▶ **Task instructions**
Rewrite the material below with every "this photo" changed to "this image" and everything else unchanged. Leave the pictures out.

▶ **Items**
-------------------------

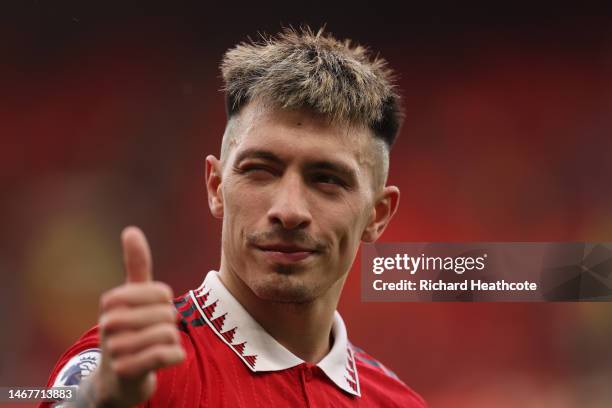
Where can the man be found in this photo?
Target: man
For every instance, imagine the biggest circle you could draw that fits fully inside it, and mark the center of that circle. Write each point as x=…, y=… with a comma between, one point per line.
x=299, y=184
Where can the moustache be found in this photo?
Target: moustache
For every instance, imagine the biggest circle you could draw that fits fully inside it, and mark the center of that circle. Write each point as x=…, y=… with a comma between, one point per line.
x=290, y=237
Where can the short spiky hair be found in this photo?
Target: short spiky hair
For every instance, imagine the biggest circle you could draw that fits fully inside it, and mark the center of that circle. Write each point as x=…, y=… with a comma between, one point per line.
x=300, y=68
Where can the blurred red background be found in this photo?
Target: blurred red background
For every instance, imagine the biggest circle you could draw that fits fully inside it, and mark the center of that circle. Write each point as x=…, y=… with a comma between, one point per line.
x=108, y=113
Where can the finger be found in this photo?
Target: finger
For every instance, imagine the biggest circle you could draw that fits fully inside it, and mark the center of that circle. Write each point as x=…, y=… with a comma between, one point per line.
x=136, y=295
x=136, y=255
x=136, y=318
x=152, y=358
x=135, y=341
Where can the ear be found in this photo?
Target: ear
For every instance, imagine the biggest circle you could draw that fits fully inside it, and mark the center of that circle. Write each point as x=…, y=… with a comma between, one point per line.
x=381, y=214
x=213, y=186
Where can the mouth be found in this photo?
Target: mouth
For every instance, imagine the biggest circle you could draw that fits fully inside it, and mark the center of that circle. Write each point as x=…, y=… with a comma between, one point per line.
x=281, y=253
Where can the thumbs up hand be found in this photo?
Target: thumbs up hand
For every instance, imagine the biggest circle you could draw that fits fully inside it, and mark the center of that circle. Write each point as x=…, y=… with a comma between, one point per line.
x=138, y=332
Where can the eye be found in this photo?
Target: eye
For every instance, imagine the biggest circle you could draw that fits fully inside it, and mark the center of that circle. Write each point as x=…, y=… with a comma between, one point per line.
x=256, y=170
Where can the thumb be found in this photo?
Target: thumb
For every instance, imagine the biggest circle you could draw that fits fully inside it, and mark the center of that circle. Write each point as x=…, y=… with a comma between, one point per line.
x=136, y=255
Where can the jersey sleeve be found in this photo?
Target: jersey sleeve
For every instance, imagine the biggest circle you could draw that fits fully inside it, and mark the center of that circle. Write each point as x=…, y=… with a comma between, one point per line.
x=76, y=364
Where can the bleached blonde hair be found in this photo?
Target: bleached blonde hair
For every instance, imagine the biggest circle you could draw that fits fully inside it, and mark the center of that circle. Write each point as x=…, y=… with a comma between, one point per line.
x=298, y=68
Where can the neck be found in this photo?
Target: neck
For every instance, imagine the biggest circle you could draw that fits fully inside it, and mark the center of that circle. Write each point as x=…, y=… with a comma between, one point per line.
x=302, y=328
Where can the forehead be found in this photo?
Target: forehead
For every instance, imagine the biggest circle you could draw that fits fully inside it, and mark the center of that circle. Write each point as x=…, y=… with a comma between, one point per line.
x=303, y=134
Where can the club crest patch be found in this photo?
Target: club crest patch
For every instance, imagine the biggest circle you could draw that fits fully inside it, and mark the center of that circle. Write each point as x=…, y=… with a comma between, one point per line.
x=78, y=367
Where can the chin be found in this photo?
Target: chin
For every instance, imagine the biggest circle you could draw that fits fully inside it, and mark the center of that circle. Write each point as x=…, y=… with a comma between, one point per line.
x=285, y=288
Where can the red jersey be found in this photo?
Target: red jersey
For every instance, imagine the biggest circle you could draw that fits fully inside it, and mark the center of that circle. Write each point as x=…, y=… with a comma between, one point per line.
x=233, y=362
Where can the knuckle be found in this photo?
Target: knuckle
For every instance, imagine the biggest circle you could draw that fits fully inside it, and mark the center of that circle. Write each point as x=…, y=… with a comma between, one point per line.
x=164, y=290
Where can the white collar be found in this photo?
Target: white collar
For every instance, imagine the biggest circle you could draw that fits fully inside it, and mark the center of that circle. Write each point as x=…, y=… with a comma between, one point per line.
x=258, y=349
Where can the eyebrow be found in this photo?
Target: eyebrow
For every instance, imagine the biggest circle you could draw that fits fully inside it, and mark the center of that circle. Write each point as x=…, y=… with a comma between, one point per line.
x=339, y=168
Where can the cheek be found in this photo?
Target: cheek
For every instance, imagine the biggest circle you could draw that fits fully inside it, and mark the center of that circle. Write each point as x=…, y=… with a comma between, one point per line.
x=346, y=222
x=243, y=208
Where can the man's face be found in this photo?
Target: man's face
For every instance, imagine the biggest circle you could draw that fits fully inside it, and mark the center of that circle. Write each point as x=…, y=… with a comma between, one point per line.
x=297, y=194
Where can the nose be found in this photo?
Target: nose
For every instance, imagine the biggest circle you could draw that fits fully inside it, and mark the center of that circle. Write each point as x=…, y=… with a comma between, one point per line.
x=289, y=204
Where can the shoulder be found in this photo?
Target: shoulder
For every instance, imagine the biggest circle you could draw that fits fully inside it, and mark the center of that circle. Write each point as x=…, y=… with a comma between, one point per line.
x=378, y=380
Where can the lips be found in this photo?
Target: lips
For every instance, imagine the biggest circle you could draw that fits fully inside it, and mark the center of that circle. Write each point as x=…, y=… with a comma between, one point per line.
x=284, y=253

-------------------------

▶ **Correct output**
Where can the man be found in this image?
Target: man
For every instance, imagine the biggest circle you could draw that fits fully inside it, and mark the center of that circle. Write each point as x=…, y=… with a comma between, one point per line.
x=299, y=184
Where can the moustache be found in this image?
Target: moustache
For every instance, imagine the biggest circle you could draw that fits fully inside it, and mark the center of that circle. Write each point as x=…, y=… with a comma between, one point per line.
x=290, y=237
Where can the short spiky hair be found in this image?
Target: short spiky hair
For every instance, imagine the biggest circle you could draw that fits fully inside it, and mark the center of that circle. Write each point as x=…, y=… with a comma between, one point per line.
x=300, y=68
Where can the blurred red background be found in this image?
Target: blurred red background
For every instance, imagine the biggest circle you could draw that fits fully inside it, and mark the center of that circle. Write each point as x=…, y=… with a comma between, one point per line.
x=108, y=113
Where can the finger be found in this image?
Target: finger
For every instance, imagine the biggest circle you could draw that fits fully inside it, and mark the center of that circle. Write each point as x=…, y=… with a comma between, one point per line.
x=136, y=295
x=136, y=255
x=136, y=318
x=152, y=358
x=135, y=341
Where can the ear be found in this image?
Target: ear
For every instance, imagine the biggest circle you could draw that fits fully inside it, and mark the center of that circle. Write each point as x=…, y=… with a comma between, one point per line.
x=381, y=214
x=213, y=186
Where can the mouth be found in this image?
Target: mouth
For every instance, imagine the biggest circle you could draw that fits fully inside it, and mark the center of that circle. Write each point as x=…, y=… with a comma between, one point per line.
x=281, y=253
Where can the thumbs up hand be found in this image?
Target: thumbs up hand
For every instance, imagine the biggest circle you could draw that fits fully inside it, and mark the center of that circle. Write each point as x=…, y=… with a comma between, one point per line.
x=138, y=332
Where can the eye be found in this image?
Target: eye
For every instance, imagine the biggest circle you could draw that fits fully inside it, and mark the center of that circle. Write each point as x=…, y=… with a comma between, one point per line.
x=256, y=170
Where can the thumb be found in this image?
Target: thumb
For every instance, imagine the biggest circle you could draw that fits fully inside it, and mark the center of that circle. Write each point as x=…, y=… with a comma between, one point per line.
x=136, y=255
Where can the jersey sleeve be found in this image?
Target: jersey sleeve
For every instance, imagine the biggest circle you could draw that fits fully inside it, and mark the center of that circle. Write each point as x=…, y=… with a comma between, one point per line.
x=76, y=364
Where can the bleached blonde hair be found in this image?
Target: bleached blonde hair
For every instance, imagine the biggest circle you could draw that fits fully inside it, and mark the center of that circle. Write each point as x=…, y=… with a comma between, one point per line.
x=298, y=68
Where can the neck be found in this image?
Target: neck
For every instance, imagine the biggest circle you could draw that fits fully inside it, and mark the center of that circle. Write each point as x=…, y=… with a comma between, one point per line.
x=302, y=328
Where can the forehead be found in this image?
Target: forehead
For every instance, imagine the biggest circle you could draw that fits fully inside it, and mark the center of that circle. Write each point as x=…, y=… with a comma between, one point per line.
x=303, y=134
Where can the club crest patch be found in this image?
Target: club crest patch
For every instance, imagine the biggest circle you could draw that fits fully inside it, and mark the center of that circle. Write each point as x=…, y=… with a comma between, one point per line.
x=78, y=367
Where can the chin be found in this image?
Target: chin
For every instance, imagine the biggest circle you could draw that fits fully inside it, and mark the center of that circle. Write each point as x=…, y=… with a comma between, one point per line.
x=285, y=288
Where can the red jersey be found in this image?
Target: red jersey
For every instance, imagine the biggest circle you could draw that fits fully inside it, and mark the center of that circle. Write each point as x=…, y=… with a comma between, one point per line.
x=233, y=362
Where can the knuckle be found in this image?
Target: knuckle
For every instance, imagine the biggest circle you could draw that fits fully inside it, and mark the center of that circle. Write each point as x=…, y=… with a comma between, one point per line.
x=164, y=290
Where can the white collar be found in this image?
Target: white collar
For every instance, imagine the biggest circle you could draw that fits fully inside it, and mark the center of that circle. Write each point as x=…, y=… with a comma between, one point per line.
x=258, y=349
Where can the eyebrow be found in this image?
Target: eyebrow
For every instance, imagine the biggest circle you could draw that fits fully inside it, and mark the center of that circle. Write each point as x=…, y=… with a comma between, one point per line.
x=339, y=168
Where can the cheek be found in this image?
Target: cheek
For every instance, imagine the biggest circle you could draw that fits fully inside it, and mark the center of that circle. Write each point as x=…, y=… with a comma between, one point per line.
x=346, y=222
x=243, y=208
Where can the man's face be found in this image?
Target: man's face
For every instance, imagine the biggest circle you could draw that fits fully inside it, and mark the center of that circle. Write each point as x=…, y=… with a comma between, one point per line.
x=297, y=194
Where can the nose be found in this image?
Target: nose
For every instance, imagine the biggest circle you could draw that fits fully inside it, and mark the center of that circle. Write each point as x=…, y=… with a comma between, one point per line.
x=289, y=204
Where can the shoulder be found in this image?
Target: shoulder
For every instance, imagine the biggest circle you could draw that fits fully inside it, and mark the center of that circle. Write each point as x=…, y=… with a comma between, one point per line.
x=378, y=380
Where can the lips be found in this image?
Target: lips
For every instance, imagine the biggest circle you could draw that fits fully inside it, and mark the center of that circle. Write each point as x=…, y=… with a comma between, one point per line.
x=284, y=253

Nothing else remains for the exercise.